=== DATASET CONTENT ===
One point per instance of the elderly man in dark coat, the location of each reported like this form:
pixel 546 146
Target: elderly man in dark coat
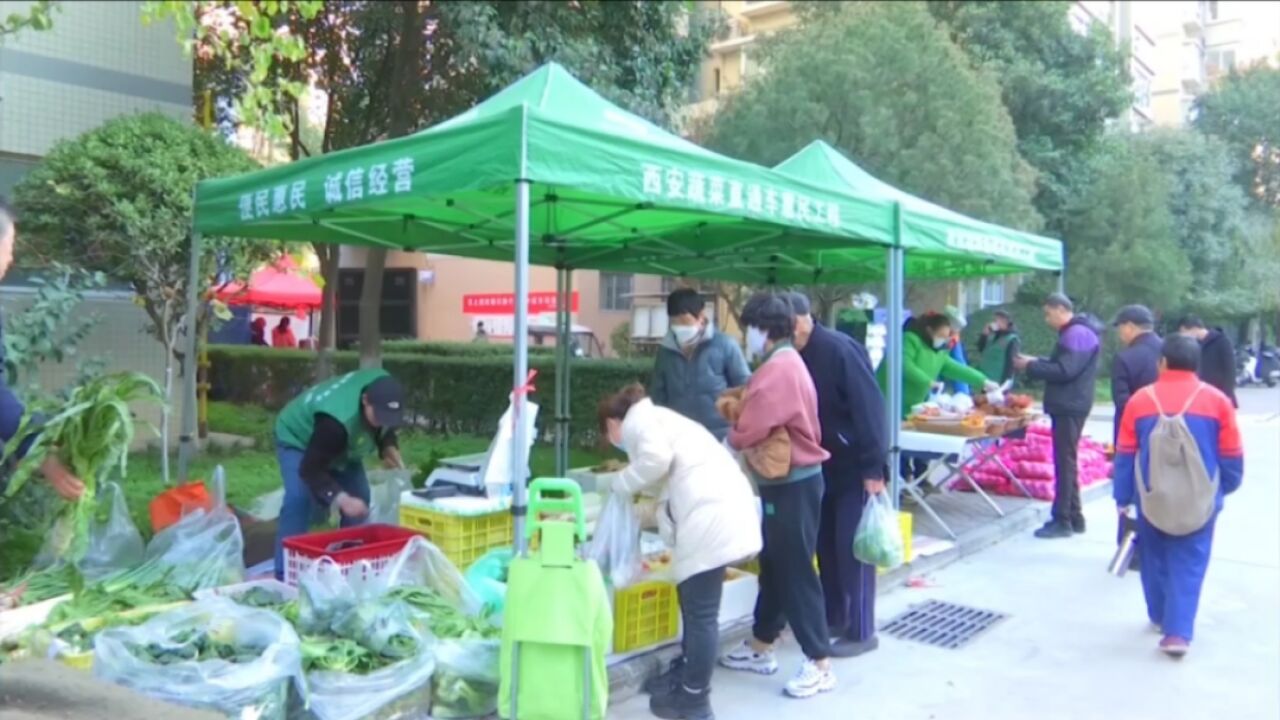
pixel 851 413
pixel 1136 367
===
=== DATASET CONTENT ===
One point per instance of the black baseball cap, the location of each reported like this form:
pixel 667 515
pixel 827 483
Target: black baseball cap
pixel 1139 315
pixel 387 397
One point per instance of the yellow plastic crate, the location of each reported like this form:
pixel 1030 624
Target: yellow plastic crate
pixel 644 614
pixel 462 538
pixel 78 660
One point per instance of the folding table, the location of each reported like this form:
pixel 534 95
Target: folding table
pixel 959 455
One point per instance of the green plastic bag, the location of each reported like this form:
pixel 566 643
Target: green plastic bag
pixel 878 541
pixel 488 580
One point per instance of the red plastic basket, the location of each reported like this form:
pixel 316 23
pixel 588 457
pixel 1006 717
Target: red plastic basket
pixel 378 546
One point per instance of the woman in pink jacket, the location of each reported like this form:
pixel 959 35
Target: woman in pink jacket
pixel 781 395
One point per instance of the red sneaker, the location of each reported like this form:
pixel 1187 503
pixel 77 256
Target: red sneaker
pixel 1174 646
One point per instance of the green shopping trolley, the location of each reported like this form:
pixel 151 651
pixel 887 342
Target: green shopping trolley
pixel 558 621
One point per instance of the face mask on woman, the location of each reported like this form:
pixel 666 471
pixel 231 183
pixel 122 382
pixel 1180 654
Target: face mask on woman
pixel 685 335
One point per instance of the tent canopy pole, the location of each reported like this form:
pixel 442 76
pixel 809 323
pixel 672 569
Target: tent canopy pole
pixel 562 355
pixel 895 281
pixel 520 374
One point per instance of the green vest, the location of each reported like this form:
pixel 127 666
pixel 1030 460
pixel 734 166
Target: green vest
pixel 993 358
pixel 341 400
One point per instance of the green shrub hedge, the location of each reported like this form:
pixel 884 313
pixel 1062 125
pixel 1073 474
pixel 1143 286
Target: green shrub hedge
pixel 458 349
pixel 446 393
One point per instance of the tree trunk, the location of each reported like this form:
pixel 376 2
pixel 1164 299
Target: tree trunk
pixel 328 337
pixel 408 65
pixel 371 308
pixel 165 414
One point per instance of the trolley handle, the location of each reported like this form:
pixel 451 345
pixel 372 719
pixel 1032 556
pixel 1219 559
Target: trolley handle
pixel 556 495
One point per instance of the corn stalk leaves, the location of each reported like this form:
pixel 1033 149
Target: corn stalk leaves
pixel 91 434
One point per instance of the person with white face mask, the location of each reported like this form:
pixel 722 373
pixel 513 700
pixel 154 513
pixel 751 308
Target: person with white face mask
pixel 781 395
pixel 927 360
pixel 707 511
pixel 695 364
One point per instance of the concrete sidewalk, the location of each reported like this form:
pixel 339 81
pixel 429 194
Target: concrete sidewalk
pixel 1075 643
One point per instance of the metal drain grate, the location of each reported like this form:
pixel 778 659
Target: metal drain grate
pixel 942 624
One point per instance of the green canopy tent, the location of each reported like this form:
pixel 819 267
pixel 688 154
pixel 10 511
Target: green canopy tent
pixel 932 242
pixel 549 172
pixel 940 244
===
=== DATASET CONTENT ===
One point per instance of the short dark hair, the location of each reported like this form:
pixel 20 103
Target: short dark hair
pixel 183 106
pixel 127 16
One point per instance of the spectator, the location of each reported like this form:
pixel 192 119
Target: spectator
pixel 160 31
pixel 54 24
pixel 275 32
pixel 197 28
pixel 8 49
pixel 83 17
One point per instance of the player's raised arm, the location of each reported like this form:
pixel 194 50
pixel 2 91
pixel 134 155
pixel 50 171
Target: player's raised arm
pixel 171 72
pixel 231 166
===
_AIM OF THE EXERCISE_. Reproduce only the lines from the one containing "One point per instance of the yellow" through the one containing "pixel 959 455", changing every "folding table" to "camping table" and keeping all else identical.

_FULL RESPONSE_.
One point per instance of the yellow plastic crate, the location of each reported like this form:
pixel 1030 624
Target: yellow plastic crate
pixel 644 614
pixel 462 538
pixel 78 660
One point per instance of the camping table, the location of each reported like this form:
pixel 534 95
Target: camping table
pixel 959 455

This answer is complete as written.